## EXERCISE DESCRIPTION
Render all of the data below as a JSON list of strings, with each line as its own string and blank lines omitted.

## MATERIAL FOR THIS EXERCISE
______________________________
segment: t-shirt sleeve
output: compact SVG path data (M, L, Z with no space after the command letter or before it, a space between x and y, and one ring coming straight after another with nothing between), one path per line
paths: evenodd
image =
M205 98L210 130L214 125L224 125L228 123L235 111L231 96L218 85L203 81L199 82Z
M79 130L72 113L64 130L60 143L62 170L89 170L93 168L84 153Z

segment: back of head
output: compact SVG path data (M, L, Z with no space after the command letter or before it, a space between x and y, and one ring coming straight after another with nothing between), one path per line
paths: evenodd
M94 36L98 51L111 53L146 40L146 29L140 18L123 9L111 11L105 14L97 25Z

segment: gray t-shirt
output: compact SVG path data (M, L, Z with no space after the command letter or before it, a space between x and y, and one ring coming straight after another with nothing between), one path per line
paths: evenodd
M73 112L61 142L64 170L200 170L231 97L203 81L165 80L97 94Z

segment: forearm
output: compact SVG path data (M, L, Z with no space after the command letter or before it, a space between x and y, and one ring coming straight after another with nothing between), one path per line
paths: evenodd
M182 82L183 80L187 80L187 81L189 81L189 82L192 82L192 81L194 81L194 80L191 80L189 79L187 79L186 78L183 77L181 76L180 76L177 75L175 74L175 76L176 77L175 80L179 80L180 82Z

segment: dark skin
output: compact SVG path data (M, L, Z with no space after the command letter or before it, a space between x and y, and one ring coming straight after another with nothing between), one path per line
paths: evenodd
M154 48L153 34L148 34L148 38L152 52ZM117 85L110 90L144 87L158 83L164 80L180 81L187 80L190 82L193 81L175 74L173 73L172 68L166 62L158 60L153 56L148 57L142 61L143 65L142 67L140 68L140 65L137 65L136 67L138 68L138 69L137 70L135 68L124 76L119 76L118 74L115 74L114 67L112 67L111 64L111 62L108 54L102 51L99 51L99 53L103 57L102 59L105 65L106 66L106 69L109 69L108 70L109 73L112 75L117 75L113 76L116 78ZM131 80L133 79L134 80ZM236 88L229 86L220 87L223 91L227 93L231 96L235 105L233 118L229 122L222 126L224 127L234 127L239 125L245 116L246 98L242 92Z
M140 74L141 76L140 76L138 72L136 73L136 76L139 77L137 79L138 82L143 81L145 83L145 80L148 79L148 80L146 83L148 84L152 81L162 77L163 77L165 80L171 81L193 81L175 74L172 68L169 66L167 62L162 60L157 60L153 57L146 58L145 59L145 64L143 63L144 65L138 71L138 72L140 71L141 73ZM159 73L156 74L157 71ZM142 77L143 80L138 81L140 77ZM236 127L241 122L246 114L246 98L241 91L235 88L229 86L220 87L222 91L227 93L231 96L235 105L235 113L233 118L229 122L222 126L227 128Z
______________________________
## SOLUTION FOR THIS TASK
[
  "segment: t-shirt sleeve",
  "output: compact SVG path data (M, L, Z with no space after the command letter or before it, a space between x and y, and one ring coming straight after another with nothing between), one path per line",
  "paths: evenodd",
  "image =",
  "M205 98L210 130L214 125L224 125L228 123L235 111L231 96L218 85L203 81L199 82Z",
  "M79 130L72 113L64 130L60 143L62 170L89 170L93 168L84 153Z",
  "segment: back of head",
  "output: compact SVG path data (M, L, Z with no space after the command letter or before it, a space between x and y, and one ring coming straight after another with nothing between), one path per line",
  "paths: evenodd",
  "M94 36L98 51L111 53L146 40L146 29L140 18L123 9L111 11L105 14L97 25Z",
  "segment: gray t-shirt",
  "output: compact SVG path data (M, L, Z with no space after the command letter or before it, a space between x and y, and one ring coming straight after another with nothing between), one path per line",
  "paths: evenodd",
  "M73 112L61 142L64 170L200 170L231 97L203 81L165 80L97 94Z",
  "segment: forearm",
  "output: compact SVG path data (M, L, Z with no space after the command letter or before it, a space between x and y, and one ring coming straight after another with nothing between), one path per line",
  "paths: evenodd",
  "M182 82L183 80L187 80L187 81L189 81L189 82L192 82L192 81L194 81L194 80L191 80L189 79L187 79L186 78L183 77L181 76L180 76L177 75L175 74L175 76L176 77L175 80L179 80L180 82Z",
  "segment: dark skin",
  "output: compact SVG path data (M, L, Z with no space after the command letter or before it, a space between x and y, and one ring coming straight after another with nothing between), one path per line",
  "paths: evenodd",
  "M154 48L153 34L148 34L148 38L152 52ZM117 85L110 90L144 87L158 83L164 80L180 81L187 80L190 82L193 81L175 74L173 73L172 68L166 62L158 60L153 56L148 57L142 61L143 65L142 67L140 68L140 65L137 65L136 67L138 68L138 69L137 70L135 68L124 76L119 76L118 74L115 74L114 67L112 67L111 64L111 62L108 54L102 51L99 51L99 53L103 57L102 59L105 65L106 66L106 69L109 69L108 70L109 73L112 75L117 75L113 76L116 78ZM131 80L133 79L134 80ZM236 88L229 86L220 87L223 91L227 93L231 96L235 105L233 118L229 122L222 126L224 127L234 127L239 125L245 116L246 98L242 92Z",
  "M140 74L141 76L140 76L138 72L136 73L136 76L139 77L137 79L138 82L143 81L145 83L145 80L148 79L148 80L146 83L148 84L152 81L162 77L163 77L165 80L171 81L193 81L175 74L172 68L169 66L167 62L162 60L157 60L153 57L146 58L145 59L145 64L143 63L144 65L138 71L138 72L140 71L141 73ZM159 73L156 74L157 71ZM142 77L143 80L138 81L140 77ZM236 127L241 122L246 114L246 98L241 91L235 88L229 86L220 87L222 91L227 93L231 96L235 105L235 113L233 118L229 122L222 126L227 128Z"
]